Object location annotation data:

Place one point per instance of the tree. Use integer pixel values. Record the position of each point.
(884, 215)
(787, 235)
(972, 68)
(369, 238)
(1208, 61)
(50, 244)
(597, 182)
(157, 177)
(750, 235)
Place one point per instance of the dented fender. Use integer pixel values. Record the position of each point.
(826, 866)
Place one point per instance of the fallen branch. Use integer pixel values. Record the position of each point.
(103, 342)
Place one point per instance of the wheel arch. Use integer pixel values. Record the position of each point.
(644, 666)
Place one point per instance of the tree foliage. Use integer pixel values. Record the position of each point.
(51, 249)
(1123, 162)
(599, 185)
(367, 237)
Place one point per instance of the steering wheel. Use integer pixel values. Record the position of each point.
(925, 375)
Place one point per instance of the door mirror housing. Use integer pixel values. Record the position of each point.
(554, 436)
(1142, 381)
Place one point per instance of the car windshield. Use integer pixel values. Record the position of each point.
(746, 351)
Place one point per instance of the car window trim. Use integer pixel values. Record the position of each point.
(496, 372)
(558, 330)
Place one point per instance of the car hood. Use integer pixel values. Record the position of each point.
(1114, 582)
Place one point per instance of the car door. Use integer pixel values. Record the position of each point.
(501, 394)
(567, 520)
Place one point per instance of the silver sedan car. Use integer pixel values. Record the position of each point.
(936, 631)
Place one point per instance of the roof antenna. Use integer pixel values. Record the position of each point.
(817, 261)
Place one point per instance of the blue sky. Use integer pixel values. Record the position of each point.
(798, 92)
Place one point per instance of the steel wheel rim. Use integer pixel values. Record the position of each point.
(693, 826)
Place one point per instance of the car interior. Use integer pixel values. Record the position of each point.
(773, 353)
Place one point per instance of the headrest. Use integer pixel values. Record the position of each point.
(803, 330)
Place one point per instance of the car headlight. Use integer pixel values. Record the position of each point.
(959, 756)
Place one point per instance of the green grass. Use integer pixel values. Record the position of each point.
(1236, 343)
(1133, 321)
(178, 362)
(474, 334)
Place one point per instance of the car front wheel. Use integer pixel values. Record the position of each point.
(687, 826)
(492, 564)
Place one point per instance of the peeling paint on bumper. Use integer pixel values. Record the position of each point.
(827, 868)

**GOAL:** Starting at the line that contains "Place one point per instance of the car front" and continuing through the last line of the records above, write out every line again, requests included. Increase both values of each coordinate pair in the answers by 83.

**RESPONSE TO THE TASK:**
Place one point per instance of the car front wheel. Use integer pixel values. Record the position of each point.
(770, 909)
(575, 647)
Place one point per instance of the peeling paint on bumper. Use integer pixel values. Record the position of each point.
(910, 951)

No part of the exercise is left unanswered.